START Given records

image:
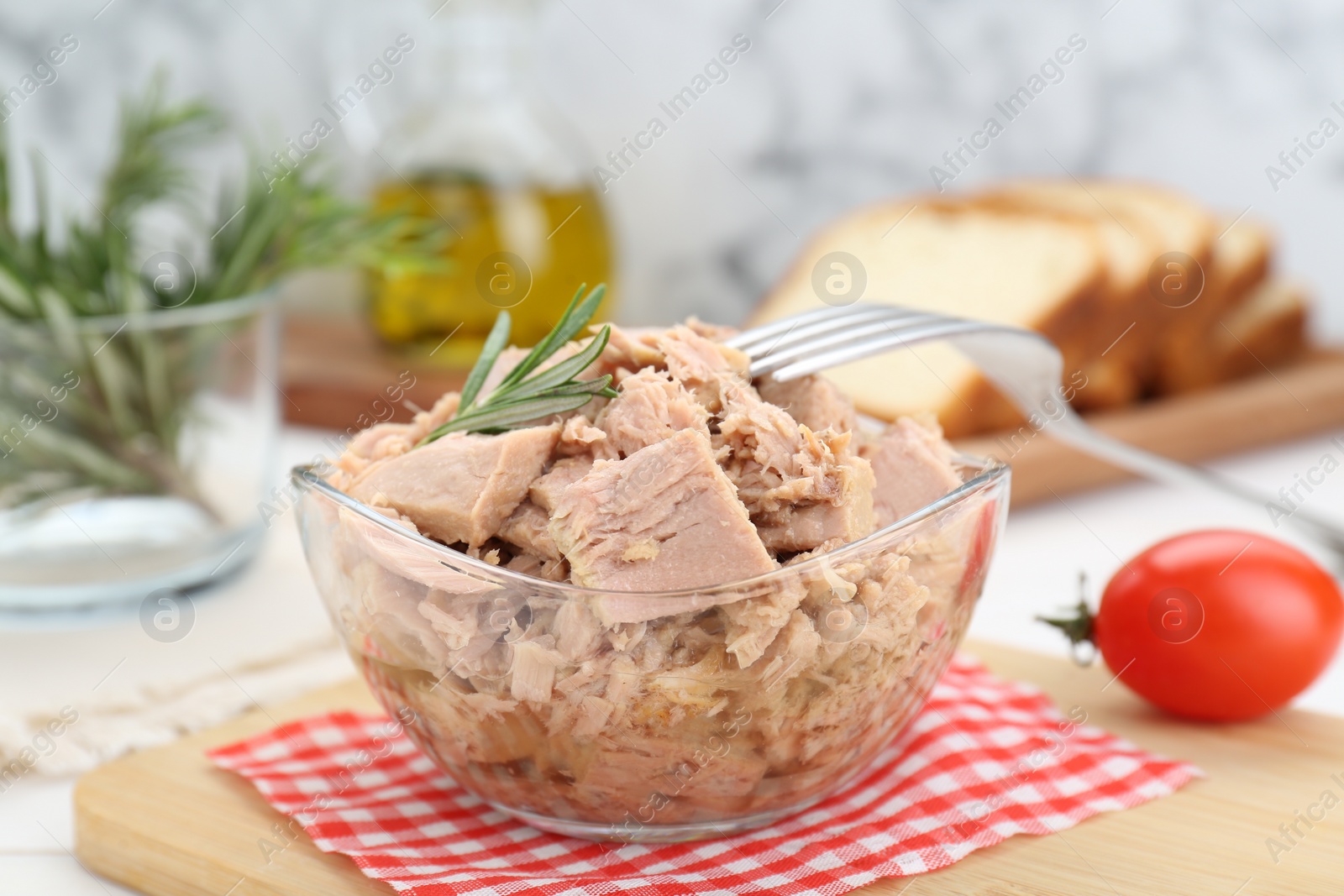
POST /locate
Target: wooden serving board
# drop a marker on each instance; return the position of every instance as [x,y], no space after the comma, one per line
[170,824]
[338,375]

END Given records

== Work order ==
Only these lines should appear in the reply: the one containing "# drop a marker", the last line of the data, and all lines between them, each copied exactly.

== Response for this exercise ==
# drop a marker on each instance; return the position of every instance as [x,y], no space after the comma, one per line
[170,824]
[338,375]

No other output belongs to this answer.